### What is required:
Format the items from the line containing "For practice, label the blue" through the end of the items as a numbered list, leaving out any blank lines.

Pointing dataset excerpts
*-*-*

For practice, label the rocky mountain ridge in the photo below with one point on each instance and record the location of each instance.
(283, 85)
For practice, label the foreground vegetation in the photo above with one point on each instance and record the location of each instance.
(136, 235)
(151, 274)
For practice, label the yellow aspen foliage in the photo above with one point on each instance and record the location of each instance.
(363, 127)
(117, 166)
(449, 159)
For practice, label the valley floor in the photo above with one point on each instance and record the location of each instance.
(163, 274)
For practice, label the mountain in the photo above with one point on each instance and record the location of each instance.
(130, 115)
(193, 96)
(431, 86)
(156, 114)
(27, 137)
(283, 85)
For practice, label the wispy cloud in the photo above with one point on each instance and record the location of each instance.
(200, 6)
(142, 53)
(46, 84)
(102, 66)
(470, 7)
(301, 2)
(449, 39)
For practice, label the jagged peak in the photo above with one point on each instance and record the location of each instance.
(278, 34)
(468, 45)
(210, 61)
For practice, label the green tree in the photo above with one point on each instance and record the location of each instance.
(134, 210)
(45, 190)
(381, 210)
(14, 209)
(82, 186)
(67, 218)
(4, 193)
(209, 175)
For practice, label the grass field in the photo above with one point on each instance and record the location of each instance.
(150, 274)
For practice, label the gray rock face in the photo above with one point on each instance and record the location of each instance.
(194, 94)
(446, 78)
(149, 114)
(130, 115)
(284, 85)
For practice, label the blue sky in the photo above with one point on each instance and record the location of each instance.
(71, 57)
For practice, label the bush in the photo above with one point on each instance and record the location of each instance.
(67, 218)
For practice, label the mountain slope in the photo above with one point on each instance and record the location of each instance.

*-*-*

### Reply:
1. For practice, label the blue sky in the photo above with one point on each instance and record the location of each instance.
2. (71, 57)
3. For practice, label the bush in the photo above with one point on each instance and record the location of each instance.
4. (67, 218)
5. For practice, label the mountain slope in the photo above with one point on each instance and record the location of each instance.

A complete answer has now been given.